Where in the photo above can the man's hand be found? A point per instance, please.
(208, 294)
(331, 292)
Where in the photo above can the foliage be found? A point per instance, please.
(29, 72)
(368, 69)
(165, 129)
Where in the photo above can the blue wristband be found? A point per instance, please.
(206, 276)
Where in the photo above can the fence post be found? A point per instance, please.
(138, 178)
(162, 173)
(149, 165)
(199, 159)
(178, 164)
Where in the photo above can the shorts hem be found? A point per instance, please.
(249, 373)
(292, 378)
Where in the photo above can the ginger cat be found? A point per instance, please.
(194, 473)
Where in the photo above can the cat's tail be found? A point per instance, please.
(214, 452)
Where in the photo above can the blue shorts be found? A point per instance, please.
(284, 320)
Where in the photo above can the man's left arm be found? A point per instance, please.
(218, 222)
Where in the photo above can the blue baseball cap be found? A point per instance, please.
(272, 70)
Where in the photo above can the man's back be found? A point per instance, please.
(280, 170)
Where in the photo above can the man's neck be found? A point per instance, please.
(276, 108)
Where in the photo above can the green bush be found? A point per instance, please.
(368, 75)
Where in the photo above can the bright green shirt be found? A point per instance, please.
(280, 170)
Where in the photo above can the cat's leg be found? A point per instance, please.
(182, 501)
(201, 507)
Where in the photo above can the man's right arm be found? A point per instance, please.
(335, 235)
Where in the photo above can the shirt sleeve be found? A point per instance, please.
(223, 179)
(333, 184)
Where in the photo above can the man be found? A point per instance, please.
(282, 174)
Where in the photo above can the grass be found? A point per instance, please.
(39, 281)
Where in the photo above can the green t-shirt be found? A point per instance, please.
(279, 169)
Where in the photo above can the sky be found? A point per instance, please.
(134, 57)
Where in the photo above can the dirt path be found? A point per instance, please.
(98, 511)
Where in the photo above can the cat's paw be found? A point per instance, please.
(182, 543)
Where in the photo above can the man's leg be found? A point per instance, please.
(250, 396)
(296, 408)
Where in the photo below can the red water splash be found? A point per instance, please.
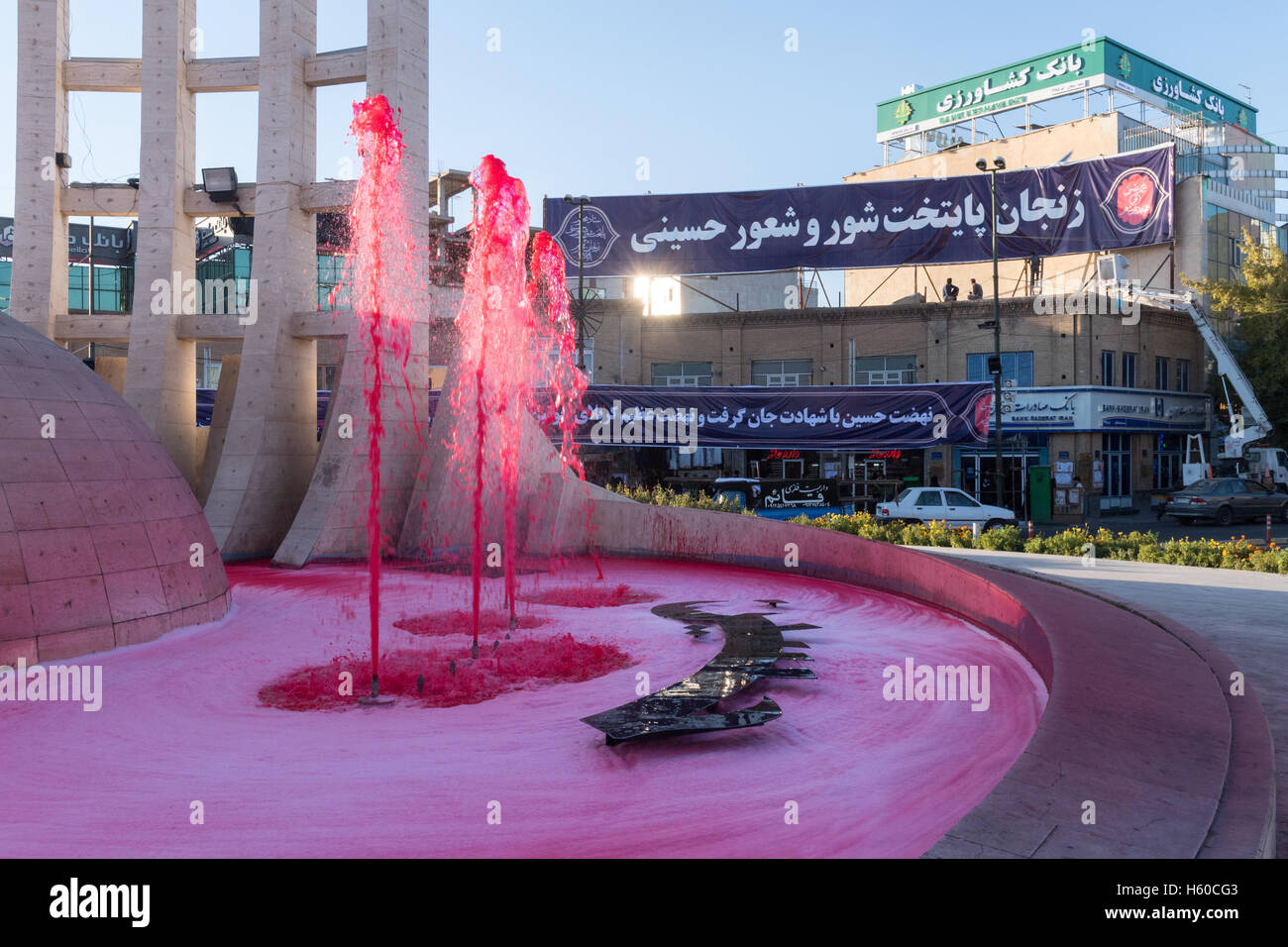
****************
Die Aufgabe: Gib alle Zeilen oben ab der Zeile mit „Where in the photo above can the blue baseball“ bis zur letzten Zeile, beide eingeschlossen, als JSON-Liste von Zeichenketten wieder, mit einer Zeichenkette pro Zeile und ohne Leerzeilen. Lass die Bilder in deiner Antwort weg.

Fertige Lösung:
[
  "Where in the photo above can the blue baseball cap be found? A point per instance, please.",
  "(272, 70)",
  "Where in the photo above can the man's back be found? A point per instance, please.",
  "(280, 170)",
  "Where in the photo above can the man's neck be found? A point per instance, please.",
  "(276, 108)",
  "Where in the photo above can the green bush be found? A point per instance, please.",
  "(368, 75)",
  "Where in the photo above can the bright green shirt be found? A point per instance, please.",
  "(280, 170)",
  "Where in the photo above can the cat's leg be found? A point per instance, please.",
  "(182, 501)",
  "(201, 507)",
  "Where in the photo above can the man's right arm be found? A point per instance, please.",
  "(335, 235)",
  "Where in the photo above can the shirt sleeve be found? A point per instance, please.",
  "(223, 179)",
  "(333, 184)",
  "Where in the photo above can the man be found? A point per instance, please.",
  "(282, 174)",
  "Where in the photo above can the grass be found? A point per instance, please.",
  "(39, 281)",
  "Where in the photo above can the green t-shirt be found? A point per instance, please.",
  "(279, 169)",
  "Where in the photo above can the sky be found? A point per instance, please.",
  "(134, 57)",
  "Where in the photo above can the dirt path be found? A point per instance, please.",
  "(98, 511)",
  "Where in the photo above can the cat's paw be found? A point per instance, please.",
  "(182, 543)",
  "Where in the photo above can the man's leg be found? A point per instance, please.",
  "(250, 396)",
  "(296, 408)",
  "Where in the photo below can the red water splash be found? A point per instance, please."
]